Segment Open

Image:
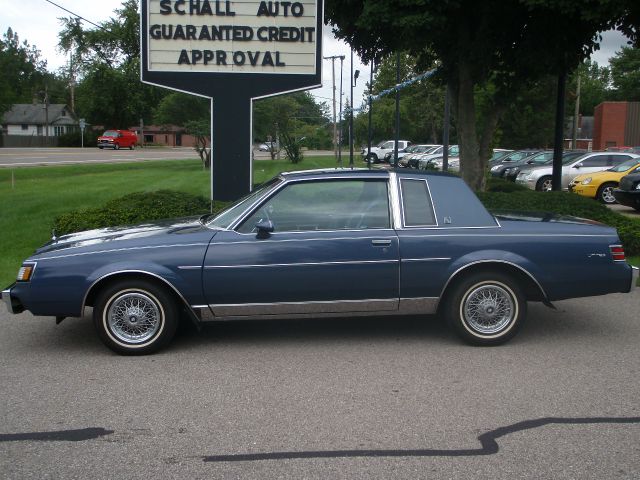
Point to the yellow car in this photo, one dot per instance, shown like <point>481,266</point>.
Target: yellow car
<point>600,185</point>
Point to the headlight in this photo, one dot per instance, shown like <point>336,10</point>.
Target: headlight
<point>26,272</point>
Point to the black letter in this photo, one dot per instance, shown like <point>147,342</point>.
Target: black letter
<point>184,58</point>
<point>165,7</point>
<point>297,9</point>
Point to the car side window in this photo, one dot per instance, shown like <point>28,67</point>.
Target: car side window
<point>416,203</point>
<point>325,205</point>
<point>595,161</point>
<point>618,159</point>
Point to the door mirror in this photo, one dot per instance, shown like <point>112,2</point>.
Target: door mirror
<point>264,228</point>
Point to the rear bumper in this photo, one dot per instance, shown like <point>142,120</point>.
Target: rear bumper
<point>12,303</point>
<point>627,198</point>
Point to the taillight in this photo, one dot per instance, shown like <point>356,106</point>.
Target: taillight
<point>617,253</point>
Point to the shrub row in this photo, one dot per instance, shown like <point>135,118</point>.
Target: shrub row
<point>502,196</point>
<point>133,208</point>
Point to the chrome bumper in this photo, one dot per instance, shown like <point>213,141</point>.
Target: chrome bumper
<point>635,272</point>
<point>13,305</point>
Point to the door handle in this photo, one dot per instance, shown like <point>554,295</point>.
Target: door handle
<point>381,243</point>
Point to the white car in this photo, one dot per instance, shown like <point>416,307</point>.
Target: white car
<point>540,178</point>
<point>379,151</point>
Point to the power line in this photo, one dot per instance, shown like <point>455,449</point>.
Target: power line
<point>76,15</point>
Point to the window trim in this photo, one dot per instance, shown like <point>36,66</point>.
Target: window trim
<point>429,197</point>
<point>241,220</point>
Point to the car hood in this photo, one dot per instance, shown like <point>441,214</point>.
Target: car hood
<point>146,233</point>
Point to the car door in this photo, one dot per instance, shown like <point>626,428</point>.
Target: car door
<point>332,250</point>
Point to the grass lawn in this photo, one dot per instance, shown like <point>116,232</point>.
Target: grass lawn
<point>36,195</point>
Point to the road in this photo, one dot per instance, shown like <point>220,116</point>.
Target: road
<point>21,157</point>
<point>348,398</point>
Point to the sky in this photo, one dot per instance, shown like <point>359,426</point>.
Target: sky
<point>37,22</point>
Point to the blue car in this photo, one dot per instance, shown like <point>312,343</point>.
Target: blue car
<point>319,244</point>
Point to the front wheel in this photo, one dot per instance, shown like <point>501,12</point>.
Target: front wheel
<point>135,317</point>
<point>486,308</point>
<point>605,193</point>
<point>545,184</point>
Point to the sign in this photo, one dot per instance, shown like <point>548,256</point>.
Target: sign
<point>232,52</point>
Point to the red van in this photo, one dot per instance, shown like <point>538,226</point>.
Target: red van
<point>117,139</point>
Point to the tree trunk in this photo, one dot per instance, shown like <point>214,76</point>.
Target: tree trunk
<point>471,164</point>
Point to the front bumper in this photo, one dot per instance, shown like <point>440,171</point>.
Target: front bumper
<point>13,304</point>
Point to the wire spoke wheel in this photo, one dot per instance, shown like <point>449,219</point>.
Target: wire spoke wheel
<point>488,309</point>
<point>134,317</point>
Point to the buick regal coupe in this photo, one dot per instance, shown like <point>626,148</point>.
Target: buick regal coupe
<point>320,244</point>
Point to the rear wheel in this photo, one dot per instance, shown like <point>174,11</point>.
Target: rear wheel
<point>135,317</point>
<point>486,308</point>
<point>545,184</point>
<point>605,193</point>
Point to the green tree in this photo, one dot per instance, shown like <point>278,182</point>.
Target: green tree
<point>625,74</point>
<point>24,72</point>
<point>508,43</point>
<point>107,62</point>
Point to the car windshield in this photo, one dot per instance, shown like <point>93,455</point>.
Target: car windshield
<point>624,166</point>
<point>225,218</point>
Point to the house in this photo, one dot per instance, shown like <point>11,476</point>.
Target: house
<point>34,119</point>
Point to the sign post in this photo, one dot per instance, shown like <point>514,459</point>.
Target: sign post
<point>232,52</point>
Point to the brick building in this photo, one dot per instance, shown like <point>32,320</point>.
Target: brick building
<point>616,124</point>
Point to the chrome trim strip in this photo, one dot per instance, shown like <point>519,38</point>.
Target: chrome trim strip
<point>292,308</point>
<point>305,264</point>
<point>144,272</point>
<point>434,259</point>
<point>270,240</point>
<point>123,250</point>
<point>635,273</point>
<point>396,208</point>
<point>544,294</point>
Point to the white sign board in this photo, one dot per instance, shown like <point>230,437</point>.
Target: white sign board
<point>223,36</point>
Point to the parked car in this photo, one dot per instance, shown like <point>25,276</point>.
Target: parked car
<point>628,193</point>
<point>539,178</point>
<point>267,147</point>
<point>324,243</point>
<point>379,151</point>
<point>518,157</point>
<point>420,148</point>
<point>538,159</point>
<point>117,139</point>
<point>425,160</point>
<point>600,185</point>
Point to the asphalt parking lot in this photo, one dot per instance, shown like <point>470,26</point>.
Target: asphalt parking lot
<point>343,398</point>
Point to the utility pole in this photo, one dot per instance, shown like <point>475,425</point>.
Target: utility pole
<point>340,116</point>
<point>335,126</point>
<point>576,113</point>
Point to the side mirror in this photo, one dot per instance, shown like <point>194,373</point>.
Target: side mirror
<point>264,228</point>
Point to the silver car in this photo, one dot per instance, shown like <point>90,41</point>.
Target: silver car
<point>540,178</point>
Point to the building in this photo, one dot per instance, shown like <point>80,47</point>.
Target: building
<point>36,120</point>
<point>616,124</point>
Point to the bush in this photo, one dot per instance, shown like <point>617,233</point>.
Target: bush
<point>134,208</point>
<point>564,203</point>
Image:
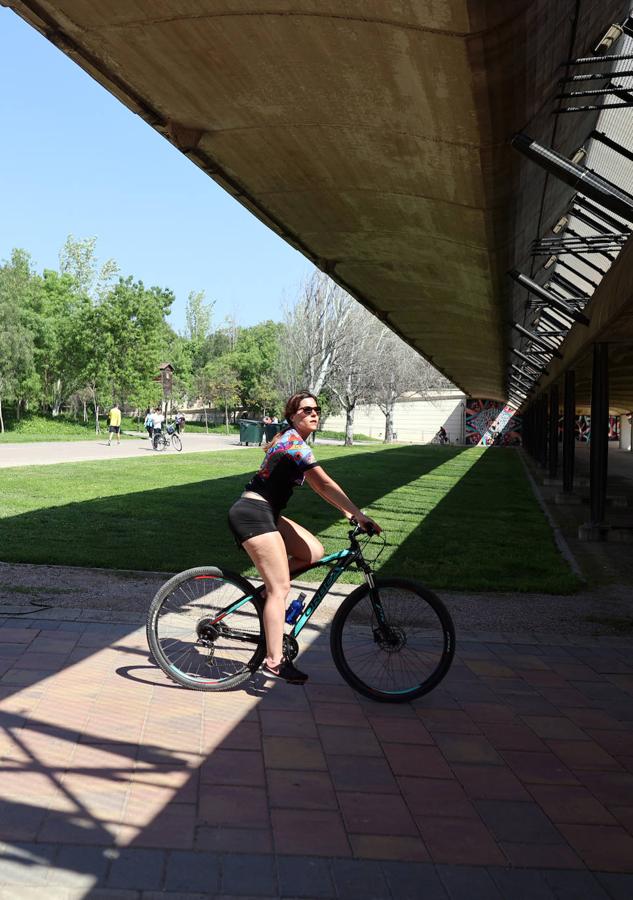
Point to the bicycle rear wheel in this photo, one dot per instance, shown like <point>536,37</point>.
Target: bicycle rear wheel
<point>197,635</point>
<point>394,642</point>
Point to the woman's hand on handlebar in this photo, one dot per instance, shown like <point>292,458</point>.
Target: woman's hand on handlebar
<point>366,524</point>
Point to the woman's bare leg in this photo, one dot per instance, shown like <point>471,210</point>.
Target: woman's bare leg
<point>270,557</point>
<point>301,545</point>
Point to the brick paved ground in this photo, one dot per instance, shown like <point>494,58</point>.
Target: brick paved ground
<point>513,779</point>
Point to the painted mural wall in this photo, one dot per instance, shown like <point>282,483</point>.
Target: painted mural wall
<point>490,422</point>
<point>582,428</point>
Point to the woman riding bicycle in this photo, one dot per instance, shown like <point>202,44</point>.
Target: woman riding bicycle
<point>277,545</point>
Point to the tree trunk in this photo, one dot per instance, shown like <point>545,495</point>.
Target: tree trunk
<point>349,426</point>
<point>389,424</point>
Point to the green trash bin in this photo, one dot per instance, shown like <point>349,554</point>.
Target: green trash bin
<point>251,432</point>
<point>271,430</point>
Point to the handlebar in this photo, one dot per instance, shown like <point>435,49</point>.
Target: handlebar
<point>369,530</point>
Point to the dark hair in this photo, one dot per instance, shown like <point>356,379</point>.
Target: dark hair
<point>292,405</point>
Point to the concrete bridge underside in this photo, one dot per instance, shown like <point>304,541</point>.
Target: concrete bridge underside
<point>372,135</point>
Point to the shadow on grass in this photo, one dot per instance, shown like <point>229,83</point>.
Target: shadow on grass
<point>510,545</point>
<point>173,528</point>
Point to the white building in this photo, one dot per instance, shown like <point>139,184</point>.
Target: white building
<point>416,419</point>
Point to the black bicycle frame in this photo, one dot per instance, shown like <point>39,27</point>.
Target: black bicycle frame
<point>343,559</point>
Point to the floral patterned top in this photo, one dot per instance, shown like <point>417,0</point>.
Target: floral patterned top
<point>283,468</point>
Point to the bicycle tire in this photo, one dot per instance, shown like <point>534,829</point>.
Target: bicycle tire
<point>181,655</point>
<point>355,637</point>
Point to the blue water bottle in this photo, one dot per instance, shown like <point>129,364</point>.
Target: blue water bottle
<point>295,609</point>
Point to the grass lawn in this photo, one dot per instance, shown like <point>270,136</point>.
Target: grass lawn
<point>456,518</point>
<point>61,428</point>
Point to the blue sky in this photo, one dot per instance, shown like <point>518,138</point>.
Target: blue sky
<point>73,160</point>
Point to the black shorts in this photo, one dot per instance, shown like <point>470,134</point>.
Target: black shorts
<point>249,518</point>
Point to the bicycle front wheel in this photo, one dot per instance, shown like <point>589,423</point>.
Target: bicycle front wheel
<point>393,642</point>
<point>205,629</point>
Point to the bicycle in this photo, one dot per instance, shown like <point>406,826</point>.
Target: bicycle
<point>391,639</point>
<point>162,441</point>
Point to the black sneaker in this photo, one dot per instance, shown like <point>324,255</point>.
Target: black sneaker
<point>285,671</point>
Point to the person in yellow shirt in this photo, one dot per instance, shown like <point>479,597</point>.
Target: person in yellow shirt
<point>114,417</point>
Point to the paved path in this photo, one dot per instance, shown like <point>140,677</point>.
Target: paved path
<point>513,779</point>
<point>50,452</point>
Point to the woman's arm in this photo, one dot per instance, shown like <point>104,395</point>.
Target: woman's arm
<point>327,488</point>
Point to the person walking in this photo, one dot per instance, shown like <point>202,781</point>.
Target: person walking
<point>148,424</point>
<point>114,426</point>
<point>277,545</point>
<point>157,421</point>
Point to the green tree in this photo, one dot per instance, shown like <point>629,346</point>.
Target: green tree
<point>255,358</point>
<point>18,379</point>
<point>219,385</point>
<point>121,342</point>
<point>78,259</point>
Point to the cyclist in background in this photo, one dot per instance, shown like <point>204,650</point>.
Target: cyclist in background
<point>277,545</point>
<point>157,419</point>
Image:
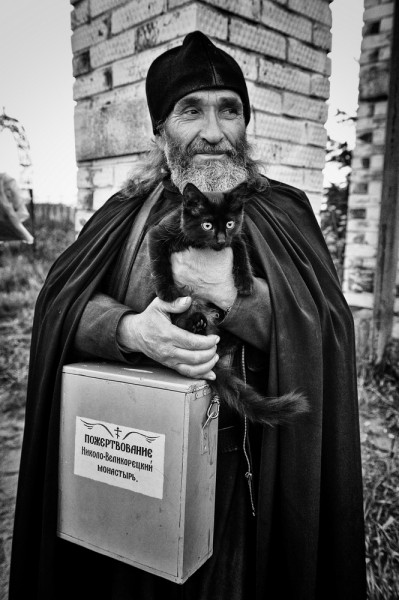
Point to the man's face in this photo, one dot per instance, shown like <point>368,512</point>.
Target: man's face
<point>204,140</point>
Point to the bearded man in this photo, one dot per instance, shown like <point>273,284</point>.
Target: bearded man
<point>298,531</point>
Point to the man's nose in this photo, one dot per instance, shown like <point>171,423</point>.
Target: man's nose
<point>211,131</point>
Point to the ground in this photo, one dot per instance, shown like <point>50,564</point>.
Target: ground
<point>22,273</point>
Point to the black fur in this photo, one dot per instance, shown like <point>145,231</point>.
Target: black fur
<point>182,229</point>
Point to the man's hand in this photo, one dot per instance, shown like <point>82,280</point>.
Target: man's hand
<point>206,273</point>
<point>152,333</point>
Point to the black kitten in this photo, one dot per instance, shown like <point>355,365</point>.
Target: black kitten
<point>214,220</point>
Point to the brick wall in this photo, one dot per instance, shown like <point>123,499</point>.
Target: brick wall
<point>281,45</point>
<point>368,158</point>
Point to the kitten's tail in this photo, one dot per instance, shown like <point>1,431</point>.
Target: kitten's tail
<point>248,403</point>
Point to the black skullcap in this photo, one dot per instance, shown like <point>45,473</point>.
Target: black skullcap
<point>195,65</point>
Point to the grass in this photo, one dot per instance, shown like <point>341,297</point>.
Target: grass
<point>22,273</point>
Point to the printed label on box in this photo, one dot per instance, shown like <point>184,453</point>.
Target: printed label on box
<point>122,456</point>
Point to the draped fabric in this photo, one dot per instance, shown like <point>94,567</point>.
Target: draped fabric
<point>310,517</point>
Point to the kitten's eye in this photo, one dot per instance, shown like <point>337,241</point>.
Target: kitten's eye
<point>206,225</point>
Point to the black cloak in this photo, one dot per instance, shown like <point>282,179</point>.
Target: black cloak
<point>310,513</point>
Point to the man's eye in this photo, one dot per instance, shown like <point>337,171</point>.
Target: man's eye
<point>206,225</point>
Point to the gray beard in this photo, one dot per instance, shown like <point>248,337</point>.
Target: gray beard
<point>211,176</point>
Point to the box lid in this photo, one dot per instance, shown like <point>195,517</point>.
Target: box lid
<point>146,374</point>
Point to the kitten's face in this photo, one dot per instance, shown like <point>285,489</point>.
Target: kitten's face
<point>211,221</point>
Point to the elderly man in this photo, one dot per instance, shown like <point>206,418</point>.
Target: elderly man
<point>296,531</point>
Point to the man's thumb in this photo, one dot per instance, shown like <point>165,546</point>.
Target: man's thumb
<point>177,306</point>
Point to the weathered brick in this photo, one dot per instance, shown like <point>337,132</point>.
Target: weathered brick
<point>377,41</point>
<point>283,76</point>
<point>250,9</point>
<point>279,128</point>
<point>319,10</point>
<point>378,12</point>
<point>111,50</point>
<point>247,61</point>
<point>136,67</point>
<point>306,57</point>
<point>257,38</point>
<point>289,154</point>
<point>85,36</point>
<point>81,63</point>
<point>316,135</point>
<point>99,6</point>
<point>299,106</point>
<point>319,86</point>
<point>80,14</point>
<point>286,22</point>
<point>289,175</point>
<point>264,99</point>
<point>181,22</point>
<point>135,12</point>
<point>322,36</point>
<point>113,124</point>
<point>92,83</point>
<point>313,180</point>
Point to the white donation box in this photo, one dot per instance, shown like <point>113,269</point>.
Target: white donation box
<point>137,469</point>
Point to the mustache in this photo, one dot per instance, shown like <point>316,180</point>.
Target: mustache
<point>201,147</point>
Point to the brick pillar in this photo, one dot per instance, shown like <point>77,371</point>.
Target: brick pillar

Segment Closed

Aim of the exercise:
Starting with the first line of the material, print each line exactly until you have printed the line with "Point to the window", and skip the pictures.

Written answer:
Image:
Point to the yellow car in this photo, one dot per instance, shown like <point>481,266</point>.
Target: yellow car
<point>600,185</point>
Point to the headlight in this photo, one dot per instance, shown like <point>336,10</point>.
Target: headlight
<point>26,272</point>
Point to the black letter in this photo, one dot per instance, shown like <point>147,342</point>.
Target: black letter
<point>184,58</point>
<point>165,7</point>
<point>297,9</point>
Point to the car side window in this photo, one dot per instance, shown like <point>28,67</point>.
Target: car side window
<point>416,203</point>
<point>325,205</point>
<point>595,161</point>
<point>618,159</point>
Point to the door mirror in this photo, one dot per instance, shown like <point>112,2</point>.
Target: door mirror
<point>264,228</point>
Point to the rear bumper in this photo, one dot per instance, shown like <point>142,120</point>.
Target: rear bumper
<point>12,303</point>
<point>627,198</point>
Point to the taillight in this photo, one dot per instance, shown like <point>356,106</point>.
Target: taillight
<point>617,253</point>
Point to the shrub row in this photo, one dot per instance, shown like <point>135,118</point>.
Target: shrub row
<point>502,196</point>
<point>133,208</point>
Point to the chrome bumper in this photo, one dot per instance, shown like <point>213,141</point>.
Target: chrome bumper
<point>635,272</point>
<point>13,305</point>
Point to the door handle in this photo, one dot per instance, shown like <point>554,295</point>.
Target: door handle
<point>381,243</point>
Point to the white car in this photo, one dot per instance, shown like <point>416,307</point>.
Target: white car
<point>540,178</point>
<point>379,151</point>
Point to the power line in this photo, one dot per instance, shown like <point>455,449</point>.
Target: power line
<point>76,15</point>
Point to the window trim in this photo, one dot per instance, shown like <point>36,66</point>.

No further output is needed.